◆ **Reading text**
━━━━━━━━━━
It is to be noted that the foregoing example of FIGS. 4A-4B is directed to the tracking of two moving objects; but the number of moving objects that the invention can track is unlimited, and the invention is capable of tracking three or more moving objects and displaying these moving objects in the index picture.

As shown in FIG. 5, to realize the system of the invention 10 for handling the above-mentioned conditions, the content extraction module 100 is implemented in such a manner as to include: (A1) a background image acquisition routine 110; (A2) a moving object acquisition routine 120 and a user-interested-event defining routine 121; (A3) a representative object selection routine 131; (A4) a motion tracking routine 132; and (A5) a feature extraction routine 133. However, it is to be noted that the content extraction module 100 can be implemented in various other manners.

The background image acquisition routine 110 is an optional component which is capable of processing the input video stream 21 to thereby obtain a static background image (expressed as BGD_IMAGE) representative of the background of the scene of the monitored site 30. The background image BGD_IMAGE should contain every static background object (such as walls, doors, windows, furniture, and so on) and every motional background object (such as electrical fans with rotating blades, clocks with swinging pendulums, trees and flowers with swinging leaves and stems caused by wind, and so on). In the case of the scene of the monitored site 30 shown in FIG. 3A, the background image BGD_IMAGE should contain the static background 31 (wall and door) and the motional background object 32 (electrical fans). In practice, the background image acquisition routine 110 can be activated for producing the background image BGD_IMAGE initially after being installed when no intruding objects appear in the scene of the monitored site 30; i.e., by first capturing a segment of video images of the scene of the monitored site 30 and then comparing these video images to find those pixels whose color values remain unchanged all the time (whereby the image of the static background 31 is defined), and to find those pixels whose color values are changing in a cyclic manner (whereby the image of the motional background object 32 is defined). In some applications, the video camera may operate in a swaying manner so that a wider region of the monitored locality can be scanned. In this case, the background of the monitored locality will be recorded in a sequence of multiple consecutive frames. If it is desired to extract the background as a content item, the multiple background images can be extracted from these frames and then stitched together into one single image. The stitched image can then be used as a content item for integration to the index picture. Since the above-mentioned digital video processing methods used to define the static background 31 and the motional background object 32 are conventional techniques, detailed description thereof will not be given in this specification.
━━━━━━━━━━
◆ **Data shown**

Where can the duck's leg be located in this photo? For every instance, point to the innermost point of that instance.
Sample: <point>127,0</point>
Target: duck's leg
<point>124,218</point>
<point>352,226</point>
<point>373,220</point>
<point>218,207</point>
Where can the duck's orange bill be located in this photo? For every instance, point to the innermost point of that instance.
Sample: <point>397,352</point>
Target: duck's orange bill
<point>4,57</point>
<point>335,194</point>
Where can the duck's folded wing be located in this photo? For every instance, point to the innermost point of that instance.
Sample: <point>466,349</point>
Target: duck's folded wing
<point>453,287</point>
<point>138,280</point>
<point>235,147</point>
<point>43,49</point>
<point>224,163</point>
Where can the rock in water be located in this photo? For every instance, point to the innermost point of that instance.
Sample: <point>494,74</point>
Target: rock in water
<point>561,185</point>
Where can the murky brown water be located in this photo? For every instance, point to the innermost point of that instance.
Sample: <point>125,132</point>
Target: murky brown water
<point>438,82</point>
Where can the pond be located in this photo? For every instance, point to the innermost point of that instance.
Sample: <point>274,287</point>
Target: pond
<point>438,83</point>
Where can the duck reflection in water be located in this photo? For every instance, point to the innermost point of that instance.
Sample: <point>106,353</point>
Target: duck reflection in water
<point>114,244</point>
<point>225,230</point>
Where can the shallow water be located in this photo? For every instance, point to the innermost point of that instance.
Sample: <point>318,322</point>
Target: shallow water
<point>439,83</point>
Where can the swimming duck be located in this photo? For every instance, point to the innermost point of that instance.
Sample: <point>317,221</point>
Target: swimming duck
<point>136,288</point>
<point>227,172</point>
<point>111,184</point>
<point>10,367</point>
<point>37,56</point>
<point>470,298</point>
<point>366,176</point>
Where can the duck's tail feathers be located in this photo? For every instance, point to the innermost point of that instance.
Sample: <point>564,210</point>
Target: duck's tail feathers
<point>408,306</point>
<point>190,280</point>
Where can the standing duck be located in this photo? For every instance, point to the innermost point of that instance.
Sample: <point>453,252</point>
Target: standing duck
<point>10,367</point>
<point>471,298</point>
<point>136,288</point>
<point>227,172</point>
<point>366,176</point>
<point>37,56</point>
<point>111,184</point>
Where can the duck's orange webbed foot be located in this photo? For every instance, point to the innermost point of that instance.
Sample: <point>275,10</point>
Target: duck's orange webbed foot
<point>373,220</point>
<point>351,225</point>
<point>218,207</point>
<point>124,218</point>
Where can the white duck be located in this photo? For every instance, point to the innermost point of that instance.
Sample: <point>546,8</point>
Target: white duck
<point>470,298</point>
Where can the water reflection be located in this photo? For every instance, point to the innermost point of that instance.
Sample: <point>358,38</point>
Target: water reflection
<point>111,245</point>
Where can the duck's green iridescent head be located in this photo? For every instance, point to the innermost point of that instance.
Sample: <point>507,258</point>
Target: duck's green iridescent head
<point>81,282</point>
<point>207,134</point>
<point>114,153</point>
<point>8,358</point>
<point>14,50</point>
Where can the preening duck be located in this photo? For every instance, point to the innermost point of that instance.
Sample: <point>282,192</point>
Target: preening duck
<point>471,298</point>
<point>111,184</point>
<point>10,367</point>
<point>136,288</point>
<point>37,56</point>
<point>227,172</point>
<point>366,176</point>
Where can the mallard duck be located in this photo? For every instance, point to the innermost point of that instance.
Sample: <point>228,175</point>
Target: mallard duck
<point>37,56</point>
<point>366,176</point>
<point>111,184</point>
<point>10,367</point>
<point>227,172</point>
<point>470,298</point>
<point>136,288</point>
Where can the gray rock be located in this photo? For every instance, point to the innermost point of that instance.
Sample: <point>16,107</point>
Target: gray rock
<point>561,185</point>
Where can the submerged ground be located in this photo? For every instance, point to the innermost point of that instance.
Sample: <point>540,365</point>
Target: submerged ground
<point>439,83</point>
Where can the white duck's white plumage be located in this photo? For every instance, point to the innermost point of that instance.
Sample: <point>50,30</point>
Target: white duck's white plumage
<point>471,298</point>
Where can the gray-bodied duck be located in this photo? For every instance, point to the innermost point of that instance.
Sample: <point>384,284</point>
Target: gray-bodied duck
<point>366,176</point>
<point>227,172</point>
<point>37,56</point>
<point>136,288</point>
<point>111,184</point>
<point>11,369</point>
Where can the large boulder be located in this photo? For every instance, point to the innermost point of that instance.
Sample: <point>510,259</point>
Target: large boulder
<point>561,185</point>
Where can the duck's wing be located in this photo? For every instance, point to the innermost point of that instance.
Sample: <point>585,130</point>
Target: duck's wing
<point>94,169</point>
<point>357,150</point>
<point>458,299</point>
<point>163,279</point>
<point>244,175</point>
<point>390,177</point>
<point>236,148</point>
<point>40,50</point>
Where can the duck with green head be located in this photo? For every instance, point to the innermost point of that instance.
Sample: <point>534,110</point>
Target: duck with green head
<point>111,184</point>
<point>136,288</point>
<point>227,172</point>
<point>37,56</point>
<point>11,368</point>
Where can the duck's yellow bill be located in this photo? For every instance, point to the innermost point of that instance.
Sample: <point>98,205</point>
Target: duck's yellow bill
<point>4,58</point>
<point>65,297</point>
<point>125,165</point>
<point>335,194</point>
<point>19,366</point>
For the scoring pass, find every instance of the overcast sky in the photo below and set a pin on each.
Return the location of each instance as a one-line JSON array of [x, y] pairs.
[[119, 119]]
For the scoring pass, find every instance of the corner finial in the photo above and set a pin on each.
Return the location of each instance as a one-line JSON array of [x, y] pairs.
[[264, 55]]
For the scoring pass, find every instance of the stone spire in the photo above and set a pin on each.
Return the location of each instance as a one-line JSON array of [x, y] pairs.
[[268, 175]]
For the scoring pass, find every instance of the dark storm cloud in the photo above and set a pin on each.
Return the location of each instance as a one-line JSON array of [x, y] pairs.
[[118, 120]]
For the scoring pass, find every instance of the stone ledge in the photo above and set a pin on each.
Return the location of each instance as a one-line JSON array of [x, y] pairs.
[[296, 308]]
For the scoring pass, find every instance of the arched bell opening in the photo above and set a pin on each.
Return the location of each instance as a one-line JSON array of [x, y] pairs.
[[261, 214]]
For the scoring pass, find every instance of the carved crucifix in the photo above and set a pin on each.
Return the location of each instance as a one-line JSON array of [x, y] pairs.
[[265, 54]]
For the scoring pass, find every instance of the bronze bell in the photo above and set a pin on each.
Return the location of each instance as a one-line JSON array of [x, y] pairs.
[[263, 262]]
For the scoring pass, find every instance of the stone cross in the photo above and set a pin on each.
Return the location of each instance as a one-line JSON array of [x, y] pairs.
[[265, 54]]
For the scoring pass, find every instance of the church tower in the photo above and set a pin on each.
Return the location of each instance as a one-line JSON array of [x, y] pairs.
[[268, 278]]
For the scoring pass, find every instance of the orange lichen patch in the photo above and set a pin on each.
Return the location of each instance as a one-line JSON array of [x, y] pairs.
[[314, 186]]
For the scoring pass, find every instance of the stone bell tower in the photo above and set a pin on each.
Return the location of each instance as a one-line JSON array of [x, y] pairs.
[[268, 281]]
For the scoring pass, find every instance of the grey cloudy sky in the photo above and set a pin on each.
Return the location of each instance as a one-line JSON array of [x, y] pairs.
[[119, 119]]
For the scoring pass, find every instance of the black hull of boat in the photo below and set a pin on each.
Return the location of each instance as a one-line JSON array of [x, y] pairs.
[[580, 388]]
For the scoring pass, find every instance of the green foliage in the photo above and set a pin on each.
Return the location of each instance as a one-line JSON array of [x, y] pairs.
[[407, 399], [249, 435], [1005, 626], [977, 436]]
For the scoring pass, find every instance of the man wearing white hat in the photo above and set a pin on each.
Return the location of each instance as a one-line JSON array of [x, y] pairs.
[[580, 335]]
━━━━━━━━━━
◆ **Tasks to complete**
**1.** Rewrite the passage of the patent excerpt that begins with "It is to be noted that the foregoing" and ends with "various other manners.", renaming "content extraction module" as "content analysis module".
**2.** According to the patent excerpt, what kind of component is the background image acquisition routine 110?
The items were drawn from a separate source.

◆ **Per-task outputs**
**1.**
It is to be noted that the foregoing example of FIGS. 4A-4B is directed to the tracking of two moving objects; but the number of moving objects that the invention can track is unlimited, and the invention is capable of tracking three or more moving objects and displaying these moving objects in the index picture.

As shown in FIG. 5, to realize the system of the invention 10 for handling the above-mentioned conditions, the content analysis module 100 is implemented in such a manner as to include: (A1) a background image acquisition routine 110; (A2) a moving object acquisition routine 120 and a user-interested-event defining routine 121; (A3) a representative object selection routine 131; (A4) a motion tracking routine 132; and (A5) a feature extraction routine 133. However, it is to be noted that the content analysis module 100 can be implemented in various other manners.

**2.** It is an optional component.